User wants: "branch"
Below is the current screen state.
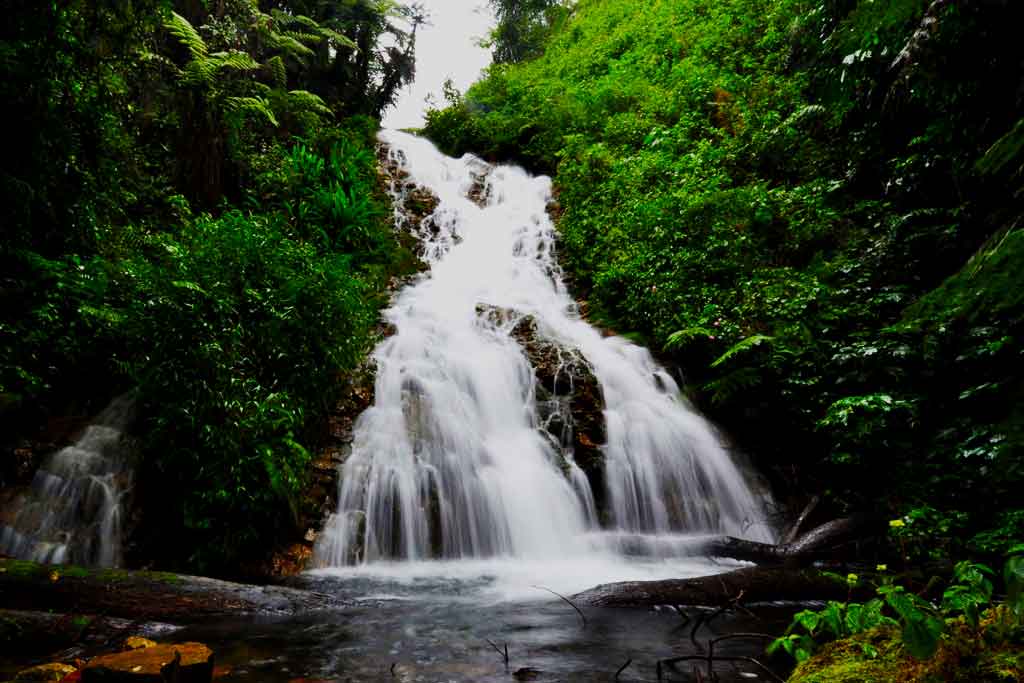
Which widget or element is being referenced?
[530,586,587,629]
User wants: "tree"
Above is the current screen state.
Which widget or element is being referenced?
[488,0,564,63]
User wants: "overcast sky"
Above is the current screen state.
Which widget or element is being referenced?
[383,0,492,128]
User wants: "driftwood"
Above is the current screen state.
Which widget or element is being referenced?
[0,560,343,625]
[782,496,821,543]
[703,518,871,565]
[572,566,868,607]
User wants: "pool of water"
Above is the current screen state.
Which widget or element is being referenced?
[174,559,795,683]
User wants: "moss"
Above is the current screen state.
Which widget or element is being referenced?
[0,560,181,584]
[0,560,44,578]
[790,609,1024,683]
[790,628,906,683]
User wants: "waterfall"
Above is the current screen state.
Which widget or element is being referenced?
[0,394,133,567]
[315,131,771,566]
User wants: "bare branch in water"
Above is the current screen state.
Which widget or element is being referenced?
[530,586,587,629]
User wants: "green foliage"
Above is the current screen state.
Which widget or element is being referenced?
[122,212,375,565]
[0,0,415,571]
[425,0,1024,554]
[768,555,1024,680]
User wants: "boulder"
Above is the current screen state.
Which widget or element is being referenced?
[82,643,213,683]
[12,664,78,683]
[476,304,607,510]
[121,636,157,651]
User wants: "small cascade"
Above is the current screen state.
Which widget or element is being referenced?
[314,131,772,566]
[0,395,133,567]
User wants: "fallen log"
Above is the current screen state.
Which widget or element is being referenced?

==================================================

Rewrite all of the records above, replacing "current screen state" with "current image" and leaving everything else unchanged. Omit the pictures from the output.

* _Exercise result_:
User wants: "branch"
Below is the current image.
Which widget or element is being referenced?
[530,586,587,629]
User wants: "tree"
Above is the current image.
Which widget or element is being referenced?
[488,0,564,63]
User wants: "overcast sky"
Above is the current image.
Which widget or element is being referenced?
[383,0,492,128]
User wants: "driftwood"
Above is the current image.
Which widget or element is being referenced?
[0,560,343,625]
[782,496,821,543]
[703,518,871,565]
[572,566,868,607]
User wants: "pool of water"
Above is the current image.
Which widget or element is being referenced?
[174,559,795,683]
User wants: "moss"
Above is the current image.
Which widget or element is being referenced?
[0,560,181,584]
[0,560,44,578]
[790,609,1024,683]
[790,628,906,683]
User wants: "waterfall"
Above is the current image.
Which widget or element is being referenced?
[0,394,133,567]
[315,131,771,566]
User wants: "bare branch in water"
Above is the current image.
Which widget or element is being referenced?
[530,586,587,629]
User wants: "green foliage"
Above is the current image.
Which widget or element is being referenced?
[122,212,375,565]
[0,0,415,571]
[425,0,1024,554]
[768,555,1024,680]
User wants: "boulder"
Above is the current image.
Which widget or element is being referenced?
[82,643,213,683]
[12,664,78,683]
[476,304,607,510]
[121,636,157,651]
User wants: "small cascade"
Above is the current image.
Which widget or element is being referenced?
[314,131,772,566]
[0,395,133,567]
User wants: "fallen log"
Above is the current image.
Which widget or element is being referenced?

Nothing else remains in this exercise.